Task to carry out: Reproduce every line of the material below verbatim, omitting the pictures.

● ● ● ● ●

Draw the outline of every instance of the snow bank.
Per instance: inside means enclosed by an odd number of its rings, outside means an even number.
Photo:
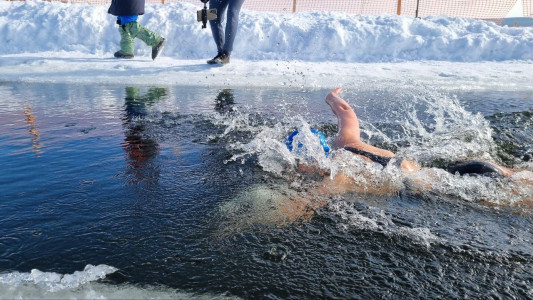
[[[215,46],[187,3],[147,5],[140,23],[168,40],[164,55],[205,59]],[[107,6],[0,2],[0,54],[75,51],[112,55],[115,19]],[[136,53],[150,49],[137,42]],[[232,57],[242,60],[455,62],[532,60],[533,28],[445,16],[359,16],[335,12],[276,14],[243,10]]]

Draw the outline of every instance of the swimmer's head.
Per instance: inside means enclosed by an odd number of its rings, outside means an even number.
[[[326,136],[324,135],[324,133],[322,133],[322,131],[318,129],[311,128],[311,132],[314,133],[316,136],[318,136],[318,139],[320,140],[320,145],[322,146],[322,149],[324,150],[324,153],[326,154],[326,157],[327,157],[329,154],[330,148],[329,148]],[[295,130],[287,137],[287,139],[285,139],[285,145],[287,145],[287,148],[289,149],[289,151],[293,150],[292,142],[294,140],[294,137],[298,135],[299,133],[300,132],[298,130]],[[298,143],[298,149],[302,147],[303,147],[303,144]]]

● ● ● ● ●

Answer to this exercise:
Draw the outline of every instance of the snow bank.
Per instance: inside means enclosed by an odd number of its rings, outside means an even number.
Photo:
[[[215,46],[187,3],[147,5],[140,23],[168,40],[164,55],[205,59]],[[107,6],[0,2],[0,54],[75,51],[112,55],[115,19]],[[136,53],[150,49],[137,42]],[[232,57],[242,60],[455,62],[532,60],[533,28],[445,16],[359,16],[335,12],[276,14],[243,10]]]

Draw the outline of every instance of the swimmer's head.
Per instance: inside means enclosed by an odd number of its rings, outside means an even number.
[[[326,136],[324,135],[324,133],[322,133],[322,131],[318,129],[311,128],[311,132],[314,133],[316,136],[318,136],[318,139],[320,140],[320,145],[322,146],[322,149],[324,150],[324,153],[326,154],[326,157],[327,157],[329,154],[330,148],[329,148]],[[295,130],[287,137],[287,139],[285,139],[285,145],[287,145],[287,148],[289,149],[289,151],[293,150],[292,142],[294,140],[294,137],[298,135],[299,133],[300,132],[298,130]],[[298,143],[298,149],[302,147],[303,147],[303,144]]]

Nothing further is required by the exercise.